• _Exercise_:
Produce a verbatim transcription of the records below, beginning at the line containing "Keypoint guideline: for each instance of the moss-covered" and ending at the final line; include only those lines.

————

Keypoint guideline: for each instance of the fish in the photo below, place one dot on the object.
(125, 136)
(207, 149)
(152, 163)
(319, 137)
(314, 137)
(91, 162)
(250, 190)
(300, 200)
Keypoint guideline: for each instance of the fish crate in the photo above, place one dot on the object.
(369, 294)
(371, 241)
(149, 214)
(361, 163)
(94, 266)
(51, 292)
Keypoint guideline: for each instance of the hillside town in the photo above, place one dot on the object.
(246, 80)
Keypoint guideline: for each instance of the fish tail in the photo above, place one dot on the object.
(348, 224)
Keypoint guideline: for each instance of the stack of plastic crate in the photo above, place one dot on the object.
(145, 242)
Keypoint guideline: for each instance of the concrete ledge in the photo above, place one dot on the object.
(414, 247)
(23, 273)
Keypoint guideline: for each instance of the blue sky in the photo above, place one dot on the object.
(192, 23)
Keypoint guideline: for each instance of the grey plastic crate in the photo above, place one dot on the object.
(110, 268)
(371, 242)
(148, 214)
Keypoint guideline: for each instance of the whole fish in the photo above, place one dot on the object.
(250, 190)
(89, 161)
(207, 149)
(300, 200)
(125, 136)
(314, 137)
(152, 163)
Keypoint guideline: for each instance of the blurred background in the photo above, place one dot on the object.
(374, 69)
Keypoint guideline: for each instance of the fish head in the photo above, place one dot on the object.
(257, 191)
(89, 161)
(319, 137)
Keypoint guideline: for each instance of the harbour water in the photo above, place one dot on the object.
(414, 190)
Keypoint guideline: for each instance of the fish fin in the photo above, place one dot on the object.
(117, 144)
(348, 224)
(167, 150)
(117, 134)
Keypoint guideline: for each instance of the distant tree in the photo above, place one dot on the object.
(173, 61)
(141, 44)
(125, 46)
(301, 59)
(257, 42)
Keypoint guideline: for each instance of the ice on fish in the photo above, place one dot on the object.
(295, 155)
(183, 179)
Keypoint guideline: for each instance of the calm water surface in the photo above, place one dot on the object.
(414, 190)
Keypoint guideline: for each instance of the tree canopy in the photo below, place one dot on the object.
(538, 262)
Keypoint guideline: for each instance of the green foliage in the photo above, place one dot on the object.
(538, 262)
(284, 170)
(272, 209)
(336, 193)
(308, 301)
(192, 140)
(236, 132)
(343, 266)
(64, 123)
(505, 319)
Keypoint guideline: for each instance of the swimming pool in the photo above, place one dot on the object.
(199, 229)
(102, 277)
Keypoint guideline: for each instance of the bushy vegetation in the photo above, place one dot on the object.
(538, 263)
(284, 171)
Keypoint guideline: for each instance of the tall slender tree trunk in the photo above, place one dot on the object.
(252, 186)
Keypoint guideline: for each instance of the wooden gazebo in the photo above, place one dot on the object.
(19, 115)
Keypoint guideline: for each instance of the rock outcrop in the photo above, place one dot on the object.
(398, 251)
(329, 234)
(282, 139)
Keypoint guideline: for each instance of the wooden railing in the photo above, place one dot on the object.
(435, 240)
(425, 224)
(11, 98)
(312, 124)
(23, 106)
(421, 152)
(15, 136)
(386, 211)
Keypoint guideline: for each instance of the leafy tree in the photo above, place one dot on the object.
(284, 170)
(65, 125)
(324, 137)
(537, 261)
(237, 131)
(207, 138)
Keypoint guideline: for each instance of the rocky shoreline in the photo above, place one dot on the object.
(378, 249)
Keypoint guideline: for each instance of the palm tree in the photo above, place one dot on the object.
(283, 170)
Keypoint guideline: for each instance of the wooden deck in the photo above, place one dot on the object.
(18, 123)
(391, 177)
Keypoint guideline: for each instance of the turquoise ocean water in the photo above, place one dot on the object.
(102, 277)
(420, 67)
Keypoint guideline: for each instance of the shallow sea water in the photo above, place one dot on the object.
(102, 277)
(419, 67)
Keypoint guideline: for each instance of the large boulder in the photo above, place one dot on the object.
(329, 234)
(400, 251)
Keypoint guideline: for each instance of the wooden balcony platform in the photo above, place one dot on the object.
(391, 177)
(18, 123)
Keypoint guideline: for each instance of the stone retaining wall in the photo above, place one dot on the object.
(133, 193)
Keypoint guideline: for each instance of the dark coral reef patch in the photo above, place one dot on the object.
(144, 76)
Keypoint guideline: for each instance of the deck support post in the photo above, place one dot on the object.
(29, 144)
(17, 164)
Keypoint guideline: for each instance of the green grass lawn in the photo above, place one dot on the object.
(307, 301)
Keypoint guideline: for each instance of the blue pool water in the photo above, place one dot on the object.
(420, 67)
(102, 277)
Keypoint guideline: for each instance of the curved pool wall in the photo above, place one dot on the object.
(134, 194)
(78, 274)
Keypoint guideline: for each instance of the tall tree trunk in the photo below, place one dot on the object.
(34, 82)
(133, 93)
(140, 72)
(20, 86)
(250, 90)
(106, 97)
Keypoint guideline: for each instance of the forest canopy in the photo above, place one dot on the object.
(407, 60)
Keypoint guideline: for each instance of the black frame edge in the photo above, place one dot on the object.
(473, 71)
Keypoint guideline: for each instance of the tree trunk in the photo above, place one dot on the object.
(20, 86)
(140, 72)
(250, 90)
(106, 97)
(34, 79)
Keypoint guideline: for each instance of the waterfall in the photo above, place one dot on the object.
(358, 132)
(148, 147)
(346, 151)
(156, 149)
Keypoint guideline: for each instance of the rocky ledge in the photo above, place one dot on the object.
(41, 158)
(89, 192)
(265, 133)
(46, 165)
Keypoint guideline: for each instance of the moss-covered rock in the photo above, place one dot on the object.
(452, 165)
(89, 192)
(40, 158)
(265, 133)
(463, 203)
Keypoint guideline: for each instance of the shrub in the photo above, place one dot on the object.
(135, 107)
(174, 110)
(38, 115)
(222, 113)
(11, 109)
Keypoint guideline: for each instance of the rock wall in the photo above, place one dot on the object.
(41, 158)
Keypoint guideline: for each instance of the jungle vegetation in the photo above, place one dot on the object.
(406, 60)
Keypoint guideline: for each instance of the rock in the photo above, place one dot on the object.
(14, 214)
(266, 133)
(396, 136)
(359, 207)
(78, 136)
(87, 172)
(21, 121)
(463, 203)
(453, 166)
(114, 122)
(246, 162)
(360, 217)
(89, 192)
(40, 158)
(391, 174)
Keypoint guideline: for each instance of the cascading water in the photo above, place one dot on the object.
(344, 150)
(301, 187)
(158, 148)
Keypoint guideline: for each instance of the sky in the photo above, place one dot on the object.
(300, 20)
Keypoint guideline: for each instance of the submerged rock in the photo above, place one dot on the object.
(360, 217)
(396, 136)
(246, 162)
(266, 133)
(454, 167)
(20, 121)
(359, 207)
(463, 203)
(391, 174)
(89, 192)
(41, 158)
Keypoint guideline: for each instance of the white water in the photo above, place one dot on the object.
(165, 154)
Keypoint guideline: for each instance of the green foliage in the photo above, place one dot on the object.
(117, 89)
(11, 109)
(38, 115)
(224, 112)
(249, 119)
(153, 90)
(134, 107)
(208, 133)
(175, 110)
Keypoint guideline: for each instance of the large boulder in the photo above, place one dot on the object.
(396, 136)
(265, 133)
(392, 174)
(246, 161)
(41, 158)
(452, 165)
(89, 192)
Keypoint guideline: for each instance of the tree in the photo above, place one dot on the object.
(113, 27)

————

• _Result of the exercise_:
Keypoint guideline: for each instance of the moss-covered rock in the photo above, place one dot on the object.
(452, 165)
(89, 192)
(40, 158)
(265, 133)
(463, 203)
Keypoint guideline: for each instance of the shrub in the photo above, place one dot on the object.
(135, 107)
(174, 110)
(38, 115)
(222, 113)
(11, 109)
Keypoint guideline: for each instance of the rock wall in the photo above, place one dot on the object.
(41, 158)
Keypoint guideline: for each instance of the jungle vegetation in the photo above, place one dot on the object.
(406, 60)
Keypoint guideline: for each instance of the rock in the photo above, place one dot on the object.
(14, 214)
(266, 133)
(396, 136)
(359, 207)
(78, 136)
(87, 172)
(21, 121)
(463, 203)
(453, 166)
(114, 122)
(246, 162)
(360, 217)
(89, 192)
(40, 158)
(391, 174)
Keypoint guideline: for each instance of the cascading water in the photo above, place one dot on the object.
(344, 150)
(301, 187)
(158, 148)
Keypoint guideline: for each instance of the sky in the photo above, place one dot on the object.
(300, 20)
Keypoint guideline: for each instance of the submerged rock in the photo above, place one dot on the object.
(360, 217)
(396, 136)
(246, 162)
(266, 133)
(454, 167)
(20, 121)
(359, 207)
(463, 203)
(391, 174)
(89, 192)
(41, 158)
Keypoint guideline: for each instance of the white water in the photo above, place one dot on the object.
(165, 154)
Keypoint guideline: for each instance of the green foliage in the photo above, place one dot on the object.
(117, 89)
(11, 109)
(38, 115)
(224, 112)
(249, 119)
(153, 90)
(134, 107)
(208, 133)
(175, 110)
Keypoint guideline: for each instance of the large boulder in the photo above, place one dot on the object.
(396, 136)
(265, 133)
(392, 174)
(246, 161)
(41, 158)
(452, 165)
(89, 192)
Keypoint guideline: for each instance of the tree in the photo above, place one dot on the object.
(113, 27)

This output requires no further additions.